_Short problem_.
The entries below should be given again exactly, minus their pictures.
# Start of Source data
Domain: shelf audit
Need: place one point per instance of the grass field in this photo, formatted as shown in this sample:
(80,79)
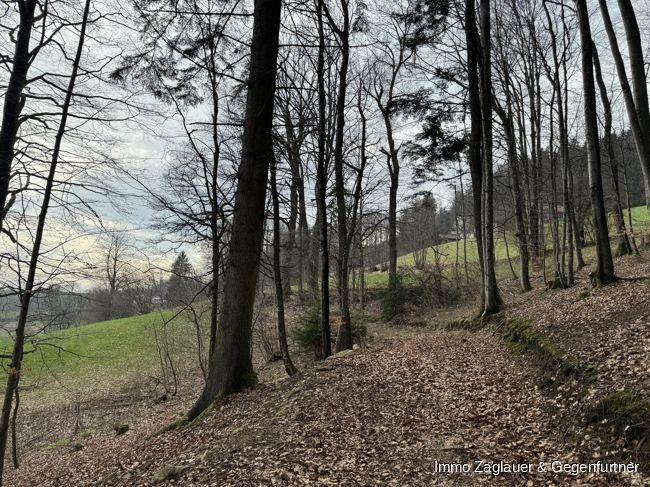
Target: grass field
(97,358)
(503,248)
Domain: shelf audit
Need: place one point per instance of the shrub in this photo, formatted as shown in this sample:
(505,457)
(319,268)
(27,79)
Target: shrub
(308,332)
(392,301)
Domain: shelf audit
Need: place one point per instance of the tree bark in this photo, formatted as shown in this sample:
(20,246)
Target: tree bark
(636,103)
(326,345)
(277,275)
(605,270)
(14,99)
(474,150)
(231,367)
(624,247)
(13,376)
(492,300)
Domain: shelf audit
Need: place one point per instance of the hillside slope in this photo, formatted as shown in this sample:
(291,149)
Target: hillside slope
(380,416)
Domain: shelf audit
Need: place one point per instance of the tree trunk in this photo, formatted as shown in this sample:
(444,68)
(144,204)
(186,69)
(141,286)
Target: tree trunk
(492,300)
(624,247)
(605,270)
(231,367)
(344,338)
(14,100)
(326,345)
(277,275)
(636,103)
(13,376)
(474,150)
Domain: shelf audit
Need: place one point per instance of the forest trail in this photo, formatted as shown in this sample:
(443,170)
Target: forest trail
(380,416)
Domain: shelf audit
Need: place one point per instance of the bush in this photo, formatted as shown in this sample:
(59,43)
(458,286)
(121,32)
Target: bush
(308,332)
(392,301)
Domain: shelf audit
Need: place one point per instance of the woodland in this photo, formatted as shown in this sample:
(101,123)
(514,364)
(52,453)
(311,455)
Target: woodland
(325,242)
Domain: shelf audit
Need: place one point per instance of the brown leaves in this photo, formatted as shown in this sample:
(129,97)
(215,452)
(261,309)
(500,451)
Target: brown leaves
(379,418)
# End of Source data
_Response_.
Domain: shelf audit
Need: place one point per instance of the grass field in this photo, formatted as shown in this sample:
(80,79)
Target: grass field
(97,358)
(503,248)
Domain: shelf audit
Need: place one point per instance of the shrub in this photo, formatted as shown in this sample:
(505,457)
(319,268)
(27,79)
Target: shrub
(308,332)
(392,301)
Domain: shelf audit
Need: place one point per instance of the tree bark in this photo, formatted as shown in this sample:
(20,246)
Target: tree bark
(636,103)
(326,345)
(277,275)
(605,270)
(14,99)
(474,150)
(231,367)
(624,247)
(13,376)
(492,300)
Domain: shelf audit
Need: place one point per instance of the hillside slope in this photo, formatted as shown in this sample:
(291,149)
Target: hillside slope
(380,416)
Domain: shelf audit
Need: place one point per instance of the tree trunk in this photo, formatted as shown in this sample:
(444,68)
(144,204)
(186,69)
(141,286)
Target: tree trunk
(492,300)
(624,247)
(605,270)
(231,367)
(344,338)
(14,100)
(326,345)
(277,275)
(636,103)
(13,376)
(474,150)
Domain: shelf audit
Need: place one point per instance of the forest trail in this photo, formatted as shown in this sample:
(443,170)
Target: forest trail
(380,416)
Domain: shelf audit
Need: place one point per instance of the bush in this photo, formatted as shown in this sample:
(59,43)
(458,286)
(121,32)
Target: bush
(308,332)
(392,301)
Domain: shelf audit
Need: place one point per instance of the woodland in this photo, formatted as shown in this sample:
(101,123)
(514,364)
(52,453)
(311,455)
Target: woodland
(325,242)
Domain: shelf audit
Need: place one point per instance of the brown leaves in this photo, formatted as shown in this sample:
(129,97)
(215,452)
(261,309)
(500,451)
Target: brown leaves
(379,418)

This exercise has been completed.